**Actions to take**:
A. According to the essay "How Suffering Saved My Faith," how old was the writer when baptized?
B. From the essay "How Suffering Saved My Faith," return everything from "After leaving that" down to "someone like me." word for word.

**Provided text**:
══════════

How Suffering Saved My Faith

I was 7 years old, in front of that big hymnal-holding Baptist congregation, when my father dunked me under the water in the name of the Father, the Son and the Holy Spirit. Dripping and shivering, I felt good. I remember how I stood a bit taller from my wet hair after church ended.

I honestly can’t speak much on the theology that was taught in the Baptist church of my childhood. I was not exactly a fully present parishioner in my roughly two decades there. I learned that I was a sinner and that Jesus loved me—and in hindsight, that’s not a bad foundation to be given—but I didn’t have ears for much more.

After leaving that church, I made my own way, and it might be said that I made my own faith, too. As a freshman in college, I actually wrote my own version of the Ten Commandments. Nineteen years old and faux-pensively modifying the Word of God. I guess I had to if I were to find a place for myself inside it. I had already left church for that very reason. I saw no place within its walls for someone like me.

But the seed had been planted at 7 years old, so when I finally broke, I knew just where to go, and I crawled my way back to church. But this time, my church home looked a little different. It looked like loud worship music, impassioned conferences and charismatic gifts.

Healing and God’s Will

Just as with the Baptist church, I was nurtured there. For many years, I was fed and nourished by the Body there, and I am so thankful.

But there were things, here and there, that never sat quite right. The emphasis on “believing for full healing,” whether physical, mental or emotional, at times felt incredibly inspiring and at times unnerving. When I prayed for a broken leg to be healed and the crutches were not immediately tossed aside, it was clearly a lack of faith either from the wounded or myself. Or perhaps Jesus wanted us to “ask and keep asking,” to see how badly we really desired it.

══════════

**Stored rows**:
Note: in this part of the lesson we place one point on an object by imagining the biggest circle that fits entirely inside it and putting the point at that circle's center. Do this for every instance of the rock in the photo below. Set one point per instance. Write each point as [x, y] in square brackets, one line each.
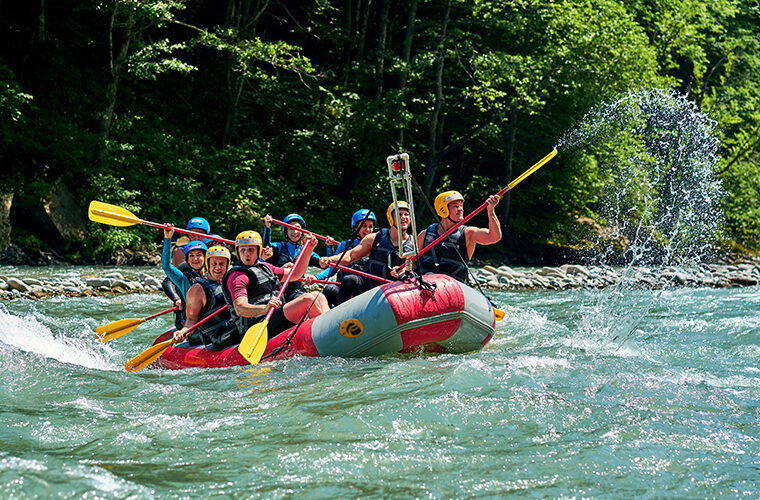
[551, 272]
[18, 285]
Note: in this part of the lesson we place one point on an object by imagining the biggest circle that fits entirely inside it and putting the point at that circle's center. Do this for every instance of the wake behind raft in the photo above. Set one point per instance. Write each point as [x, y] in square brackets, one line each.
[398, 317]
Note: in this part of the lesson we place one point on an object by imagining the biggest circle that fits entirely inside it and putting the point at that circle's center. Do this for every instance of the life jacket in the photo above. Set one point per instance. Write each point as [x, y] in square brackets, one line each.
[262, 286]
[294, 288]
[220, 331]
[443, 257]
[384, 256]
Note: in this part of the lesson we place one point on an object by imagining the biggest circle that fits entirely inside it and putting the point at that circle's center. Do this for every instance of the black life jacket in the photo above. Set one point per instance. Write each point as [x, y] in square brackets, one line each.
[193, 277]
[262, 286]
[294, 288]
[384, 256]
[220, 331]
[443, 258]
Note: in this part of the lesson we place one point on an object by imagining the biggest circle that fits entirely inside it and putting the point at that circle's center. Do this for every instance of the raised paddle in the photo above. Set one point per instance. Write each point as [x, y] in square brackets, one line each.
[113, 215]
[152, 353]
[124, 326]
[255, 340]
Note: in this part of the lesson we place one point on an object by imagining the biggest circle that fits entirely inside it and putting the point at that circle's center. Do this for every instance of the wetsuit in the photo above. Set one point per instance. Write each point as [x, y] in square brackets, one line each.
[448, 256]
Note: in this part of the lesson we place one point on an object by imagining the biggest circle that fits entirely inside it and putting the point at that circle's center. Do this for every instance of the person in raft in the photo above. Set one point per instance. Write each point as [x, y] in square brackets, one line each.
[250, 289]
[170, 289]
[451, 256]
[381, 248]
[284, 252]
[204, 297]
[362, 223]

══════════

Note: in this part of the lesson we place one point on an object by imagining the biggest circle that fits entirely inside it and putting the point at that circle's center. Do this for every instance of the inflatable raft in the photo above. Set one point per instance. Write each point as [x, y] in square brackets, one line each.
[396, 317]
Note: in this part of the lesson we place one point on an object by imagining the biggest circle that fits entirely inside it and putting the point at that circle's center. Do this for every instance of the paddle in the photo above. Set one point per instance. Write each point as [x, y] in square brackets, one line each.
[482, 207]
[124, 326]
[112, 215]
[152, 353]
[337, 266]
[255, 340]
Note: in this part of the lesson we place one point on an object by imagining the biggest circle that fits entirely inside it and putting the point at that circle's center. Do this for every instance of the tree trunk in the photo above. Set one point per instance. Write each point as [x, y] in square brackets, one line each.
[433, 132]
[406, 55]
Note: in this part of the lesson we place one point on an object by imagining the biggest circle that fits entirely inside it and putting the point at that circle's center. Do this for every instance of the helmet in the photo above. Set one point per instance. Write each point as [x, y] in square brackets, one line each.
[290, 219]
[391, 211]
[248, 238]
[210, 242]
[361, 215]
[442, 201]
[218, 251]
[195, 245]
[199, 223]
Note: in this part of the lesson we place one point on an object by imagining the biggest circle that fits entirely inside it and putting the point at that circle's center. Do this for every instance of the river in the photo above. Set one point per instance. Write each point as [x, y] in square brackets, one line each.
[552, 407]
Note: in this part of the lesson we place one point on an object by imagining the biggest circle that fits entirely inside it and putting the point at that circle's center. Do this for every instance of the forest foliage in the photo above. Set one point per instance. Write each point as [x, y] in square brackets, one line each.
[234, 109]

══════════

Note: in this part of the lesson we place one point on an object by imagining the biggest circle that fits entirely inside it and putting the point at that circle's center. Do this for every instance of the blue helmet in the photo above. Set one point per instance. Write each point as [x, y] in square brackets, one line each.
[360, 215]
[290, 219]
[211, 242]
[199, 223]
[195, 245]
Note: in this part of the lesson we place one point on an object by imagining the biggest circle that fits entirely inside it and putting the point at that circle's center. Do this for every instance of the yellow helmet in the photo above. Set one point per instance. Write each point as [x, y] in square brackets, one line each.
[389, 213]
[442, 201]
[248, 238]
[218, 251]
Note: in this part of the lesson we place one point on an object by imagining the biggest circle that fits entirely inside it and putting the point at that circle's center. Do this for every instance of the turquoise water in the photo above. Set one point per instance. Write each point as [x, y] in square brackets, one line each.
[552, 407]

══════════

**Worked solutions**:
A. The writer was 7 years old.

B.
After leaving that church, I made my own way, and it might be said that I made my own faith, too. As a freshman in college, I actually wrote my own version of the Ten Commandments. Nineteen years old and faux-pensively modifying the Word of God. I guess I had to if I were to find a place for myself inside it. I had already left church for that very reason. I saw no place within its walls for someone like me.